Report each line in the data below that contains the word "arched", and copy every such line in full.
-- start Task input --
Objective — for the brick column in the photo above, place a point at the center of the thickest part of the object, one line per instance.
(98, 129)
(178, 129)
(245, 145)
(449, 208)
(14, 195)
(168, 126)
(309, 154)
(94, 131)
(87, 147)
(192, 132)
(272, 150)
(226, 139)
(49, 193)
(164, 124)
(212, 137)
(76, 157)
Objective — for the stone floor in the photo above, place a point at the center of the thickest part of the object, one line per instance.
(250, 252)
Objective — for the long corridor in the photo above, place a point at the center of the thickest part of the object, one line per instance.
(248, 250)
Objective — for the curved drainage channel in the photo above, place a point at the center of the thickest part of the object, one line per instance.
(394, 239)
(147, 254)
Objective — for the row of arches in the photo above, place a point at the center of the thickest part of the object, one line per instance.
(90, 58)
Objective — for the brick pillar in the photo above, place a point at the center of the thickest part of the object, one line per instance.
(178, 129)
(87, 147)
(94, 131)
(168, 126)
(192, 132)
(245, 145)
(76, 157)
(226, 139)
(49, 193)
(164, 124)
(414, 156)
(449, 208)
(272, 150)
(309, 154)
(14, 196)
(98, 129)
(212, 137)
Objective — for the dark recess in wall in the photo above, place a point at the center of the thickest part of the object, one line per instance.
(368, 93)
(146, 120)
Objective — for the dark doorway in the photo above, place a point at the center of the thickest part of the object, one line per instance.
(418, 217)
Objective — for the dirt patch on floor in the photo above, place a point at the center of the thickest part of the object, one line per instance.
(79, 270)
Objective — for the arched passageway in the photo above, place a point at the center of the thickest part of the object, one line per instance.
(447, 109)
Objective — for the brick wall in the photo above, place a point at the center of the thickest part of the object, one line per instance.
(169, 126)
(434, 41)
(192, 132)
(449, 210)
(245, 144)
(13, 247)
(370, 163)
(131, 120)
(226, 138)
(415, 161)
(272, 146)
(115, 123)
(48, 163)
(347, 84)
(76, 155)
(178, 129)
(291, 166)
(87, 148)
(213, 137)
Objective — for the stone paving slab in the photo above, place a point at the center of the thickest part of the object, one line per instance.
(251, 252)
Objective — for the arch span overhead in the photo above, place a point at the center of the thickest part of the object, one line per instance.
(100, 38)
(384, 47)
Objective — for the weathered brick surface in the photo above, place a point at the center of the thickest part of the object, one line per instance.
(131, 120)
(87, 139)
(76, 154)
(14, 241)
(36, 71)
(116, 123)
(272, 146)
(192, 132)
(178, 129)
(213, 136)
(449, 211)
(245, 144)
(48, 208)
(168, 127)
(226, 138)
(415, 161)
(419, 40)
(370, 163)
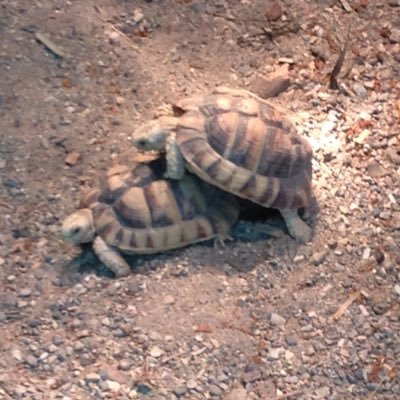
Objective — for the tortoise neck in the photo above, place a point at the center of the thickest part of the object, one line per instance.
(168, 123)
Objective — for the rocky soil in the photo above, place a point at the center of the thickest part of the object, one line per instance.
(263, 318)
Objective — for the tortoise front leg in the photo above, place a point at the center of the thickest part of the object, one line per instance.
(175, 161)
(111, 258)
(298, 229)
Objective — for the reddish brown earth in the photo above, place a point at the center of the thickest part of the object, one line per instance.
(262, 318)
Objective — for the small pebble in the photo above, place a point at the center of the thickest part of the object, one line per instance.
(26, 292)
(215, 390)
(92, 377)
(277, 320)
(31, 360)
(360, 90)
(180, 391)
(156, 352)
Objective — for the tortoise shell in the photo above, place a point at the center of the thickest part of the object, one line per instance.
(138, 211)
(244, 145)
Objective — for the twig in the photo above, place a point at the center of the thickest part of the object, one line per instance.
(115, 29)
(336, 69)
(49, 45)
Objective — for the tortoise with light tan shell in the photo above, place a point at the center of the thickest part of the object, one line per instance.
(137, 211)
(240, 143)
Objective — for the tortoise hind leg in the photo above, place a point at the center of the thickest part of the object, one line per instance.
(298, 229)
(111, 258)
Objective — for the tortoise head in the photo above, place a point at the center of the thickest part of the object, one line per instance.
(153, 135)
(79, 227)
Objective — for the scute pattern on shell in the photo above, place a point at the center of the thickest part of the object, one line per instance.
(247, 147)
(138, 211)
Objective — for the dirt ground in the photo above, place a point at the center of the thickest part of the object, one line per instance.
(263, 318)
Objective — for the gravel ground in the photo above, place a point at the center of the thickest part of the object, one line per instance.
(263, 318)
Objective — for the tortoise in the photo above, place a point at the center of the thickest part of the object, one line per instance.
(138, 211)
(240, 143)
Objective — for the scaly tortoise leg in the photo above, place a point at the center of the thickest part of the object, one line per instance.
(175, 161)
(111, 258)
(298, 229)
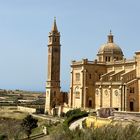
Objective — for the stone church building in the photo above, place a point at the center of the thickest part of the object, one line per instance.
(111, 80)
(108, 81)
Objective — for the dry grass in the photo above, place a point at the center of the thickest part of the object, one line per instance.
(11, 112)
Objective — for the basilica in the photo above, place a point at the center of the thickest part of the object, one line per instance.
(110, 81)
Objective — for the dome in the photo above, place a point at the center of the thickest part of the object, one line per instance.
(110, 47)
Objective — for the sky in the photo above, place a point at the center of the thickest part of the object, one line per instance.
(83, 24)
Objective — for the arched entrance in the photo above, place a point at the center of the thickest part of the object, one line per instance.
(131, 105)
(90, 102)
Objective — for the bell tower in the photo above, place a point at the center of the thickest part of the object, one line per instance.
(53, 97)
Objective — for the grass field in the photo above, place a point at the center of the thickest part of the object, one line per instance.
(10, 120)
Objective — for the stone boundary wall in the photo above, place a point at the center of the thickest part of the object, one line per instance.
(123, 113)
(26, 109)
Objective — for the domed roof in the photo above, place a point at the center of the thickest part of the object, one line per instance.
(110, 47)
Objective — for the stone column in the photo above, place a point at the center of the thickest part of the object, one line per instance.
(84, 86)
(101, 102)
(110, 91)
(71, 91)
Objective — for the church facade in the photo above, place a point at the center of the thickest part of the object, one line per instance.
(110, 81)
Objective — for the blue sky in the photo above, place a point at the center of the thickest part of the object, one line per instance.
(83, 24)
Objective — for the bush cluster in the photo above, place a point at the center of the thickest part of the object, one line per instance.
(109, 132)
(73, 115)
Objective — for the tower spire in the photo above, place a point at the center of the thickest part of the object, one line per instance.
(110, 37)
(54, 27)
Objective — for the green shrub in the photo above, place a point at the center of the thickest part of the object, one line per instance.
(3, 137)
(73, 115)
(73, 112)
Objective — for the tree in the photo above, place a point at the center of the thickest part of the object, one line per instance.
(29, 123)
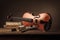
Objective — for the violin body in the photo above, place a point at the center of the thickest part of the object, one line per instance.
(36, 20)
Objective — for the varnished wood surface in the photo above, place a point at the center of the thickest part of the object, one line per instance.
(8, 31)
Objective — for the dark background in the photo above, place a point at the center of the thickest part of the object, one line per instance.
(18, 7)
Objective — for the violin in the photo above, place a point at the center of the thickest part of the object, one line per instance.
(39, 21)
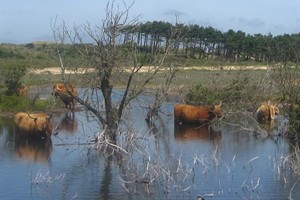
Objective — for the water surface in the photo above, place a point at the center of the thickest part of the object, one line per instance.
(166, 162)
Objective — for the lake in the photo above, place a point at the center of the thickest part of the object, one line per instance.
(228, 161)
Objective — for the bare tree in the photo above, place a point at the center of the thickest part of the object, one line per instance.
(106, 62)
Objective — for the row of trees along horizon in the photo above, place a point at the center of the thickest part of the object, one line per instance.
(209, 43)
(198, 42)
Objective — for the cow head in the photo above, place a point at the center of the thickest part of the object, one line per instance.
(217, 110)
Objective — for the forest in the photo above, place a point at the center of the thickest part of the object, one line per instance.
(195, 42)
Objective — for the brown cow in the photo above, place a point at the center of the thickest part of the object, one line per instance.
(267, 112)
(203, 132)
(188, 114)
(39, 125)
(66, 93)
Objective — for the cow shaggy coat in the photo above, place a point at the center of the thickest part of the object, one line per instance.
(34, 124)
(267, 112)
(188, 114)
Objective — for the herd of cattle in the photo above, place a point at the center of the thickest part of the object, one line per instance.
(39, 124)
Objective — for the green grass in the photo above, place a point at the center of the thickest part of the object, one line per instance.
(20, 103)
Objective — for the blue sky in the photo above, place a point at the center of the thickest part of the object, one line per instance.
(24, 21)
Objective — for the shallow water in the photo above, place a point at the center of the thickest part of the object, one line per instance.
(227, 162)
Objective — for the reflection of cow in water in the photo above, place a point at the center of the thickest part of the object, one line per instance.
(188, 114)
(68, 123)
(33, 125)
(34, 149)
(190, 132)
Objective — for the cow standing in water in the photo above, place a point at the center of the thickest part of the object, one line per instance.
(188, 114)
(267, 112)
(37, 125)
(66, 94)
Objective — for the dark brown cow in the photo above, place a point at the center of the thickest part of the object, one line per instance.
(65, 93)
(188, 114)
(267, 112)
(203, 132)
(39, 125)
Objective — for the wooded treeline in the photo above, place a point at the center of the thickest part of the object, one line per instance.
(209, 43)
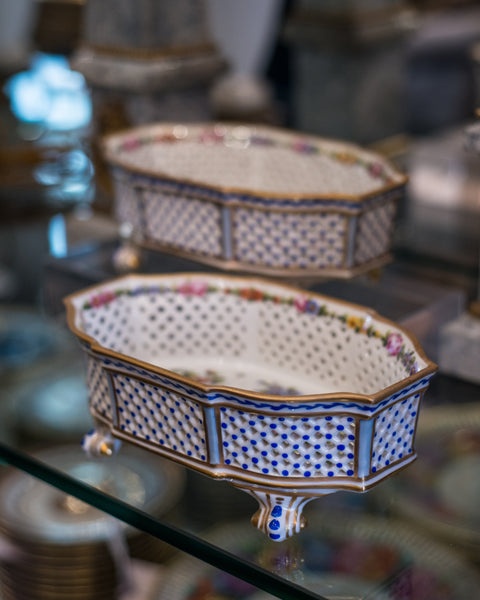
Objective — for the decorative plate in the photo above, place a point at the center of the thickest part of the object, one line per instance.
(288, 395)
(441, 491)
(338, 556)
(255, 199)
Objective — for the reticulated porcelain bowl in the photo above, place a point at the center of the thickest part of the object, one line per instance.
(255, 199)
(287, 394)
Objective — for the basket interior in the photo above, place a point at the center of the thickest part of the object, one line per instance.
(259, 161)
(262, 339)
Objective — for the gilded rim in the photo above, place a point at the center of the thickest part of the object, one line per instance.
(429, 369)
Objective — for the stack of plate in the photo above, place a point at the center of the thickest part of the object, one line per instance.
(65, 548)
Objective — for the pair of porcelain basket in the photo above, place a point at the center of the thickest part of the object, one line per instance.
(287, 394)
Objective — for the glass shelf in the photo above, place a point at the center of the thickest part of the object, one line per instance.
(377, 545)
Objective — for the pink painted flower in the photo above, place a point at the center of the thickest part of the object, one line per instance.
(193, 288)
(301, 303)
(394, 343)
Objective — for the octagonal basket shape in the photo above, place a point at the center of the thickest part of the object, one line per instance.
(287, 394)
(255, 199)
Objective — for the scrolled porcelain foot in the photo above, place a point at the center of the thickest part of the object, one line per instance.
(100, 442)
(279, 516)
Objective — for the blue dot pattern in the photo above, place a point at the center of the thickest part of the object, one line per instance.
(99, 390)
(186, 223)
(302, 240)
(160, 416)
(394, 433)
(288, 446)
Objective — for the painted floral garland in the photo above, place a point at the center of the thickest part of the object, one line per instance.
(213, 136)
(392, 341)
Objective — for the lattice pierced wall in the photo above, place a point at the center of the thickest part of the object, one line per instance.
(373, 236)
(174, 324)
(277, 239)
(184, 223)
(160, 416)
(327, 349)
(111, 325)
(394, 433)
(99, 390)
(160, 325)
(288, 446)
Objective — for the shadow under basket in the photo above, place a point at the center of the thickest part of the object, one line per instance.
(255, 199)
(287, 394)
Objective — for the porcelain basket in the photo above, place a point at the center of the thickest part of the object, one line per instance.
(255, 199)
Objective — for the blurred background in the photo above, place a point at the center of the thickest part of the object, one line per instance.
(400, 77)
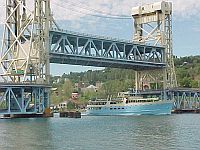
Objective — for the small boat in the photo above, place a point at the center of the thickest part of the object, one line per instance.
(130, 104)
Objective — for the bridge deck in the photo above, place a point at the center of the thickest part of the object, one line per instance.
(68, 47)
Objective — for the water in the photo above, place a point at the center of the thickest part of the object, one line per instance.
(178, 132)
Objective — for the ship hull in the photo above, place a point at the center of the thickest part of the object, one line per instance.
(156, 108)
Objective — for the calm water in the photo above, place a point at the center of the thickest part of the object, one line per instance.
(179, 132)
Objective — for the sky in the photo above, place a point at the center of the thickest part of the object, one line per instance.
(73, 15)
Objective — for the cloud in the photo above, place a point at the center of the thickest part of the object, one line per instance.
(75, 10)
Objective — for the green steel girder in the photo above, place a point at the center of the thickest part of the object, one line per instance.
(68, 47)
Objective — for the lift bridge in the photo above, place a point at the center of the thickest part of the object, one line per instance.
(32, 40)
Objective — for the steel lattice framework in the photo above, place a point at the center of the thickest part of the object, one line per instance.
(153, 25)
(81, 49)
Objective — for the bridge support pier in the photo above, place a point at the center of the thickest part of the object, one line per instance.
(18, 99)
(185, 99)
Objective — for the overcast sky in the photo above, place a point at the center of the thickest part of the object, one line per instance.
(72, 15)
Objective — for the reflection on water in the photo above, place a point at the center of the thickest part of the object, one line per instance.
(110, 132)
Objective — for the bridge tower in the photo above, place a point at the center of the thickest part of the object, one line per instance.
(24, 57)
(153, 26)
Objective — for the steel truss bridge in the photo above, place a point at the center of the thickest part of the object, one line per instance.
(68, 47)
(30, 43)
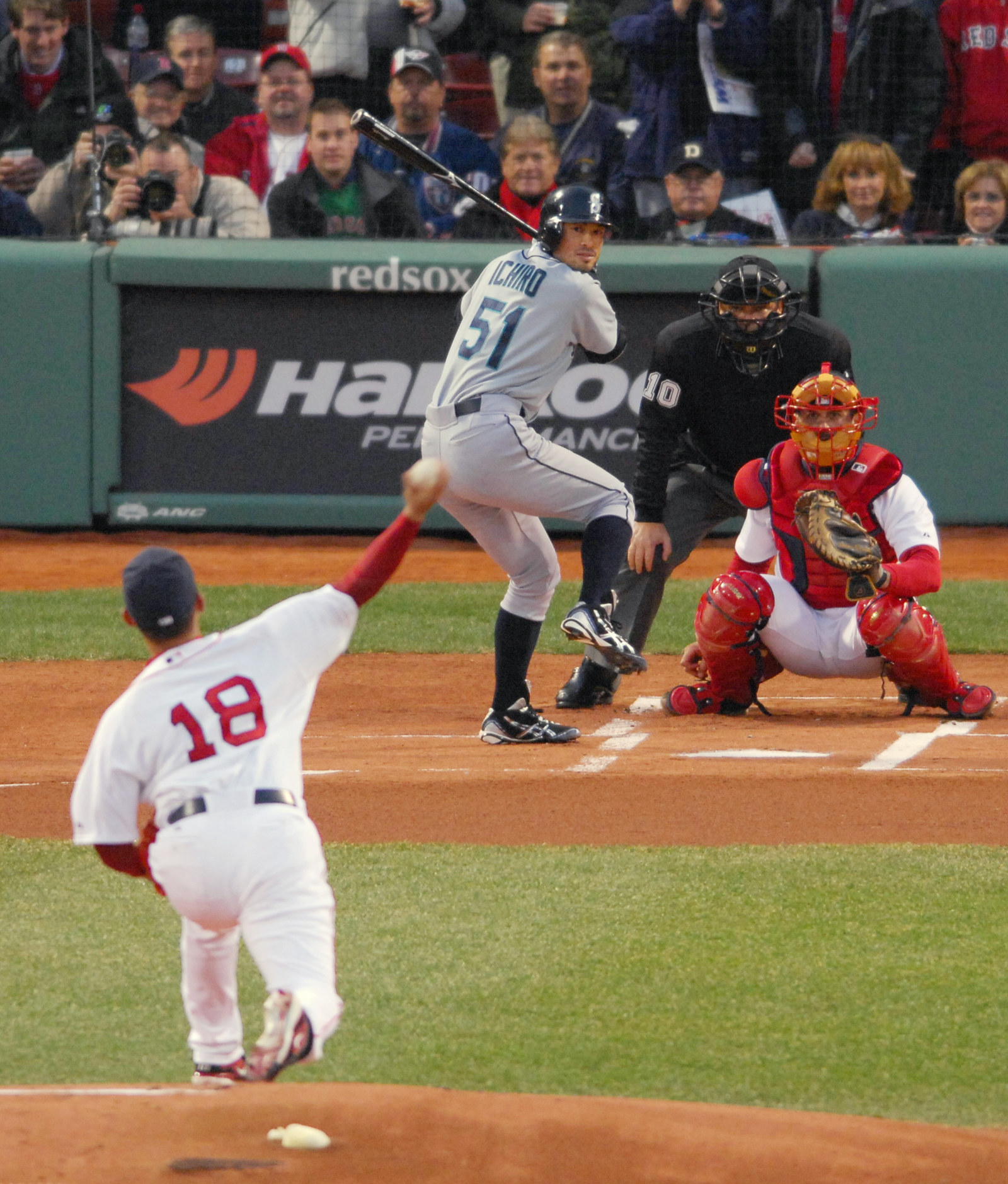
-- end Task input --
Full response
Objective — for the arched passageway in the photo above, place a point at the center of the thickest part of the object, one line per instance.
Objective — for the arched entrance in the photo above, place a point at the center of the thickest part of the object, one line per instance.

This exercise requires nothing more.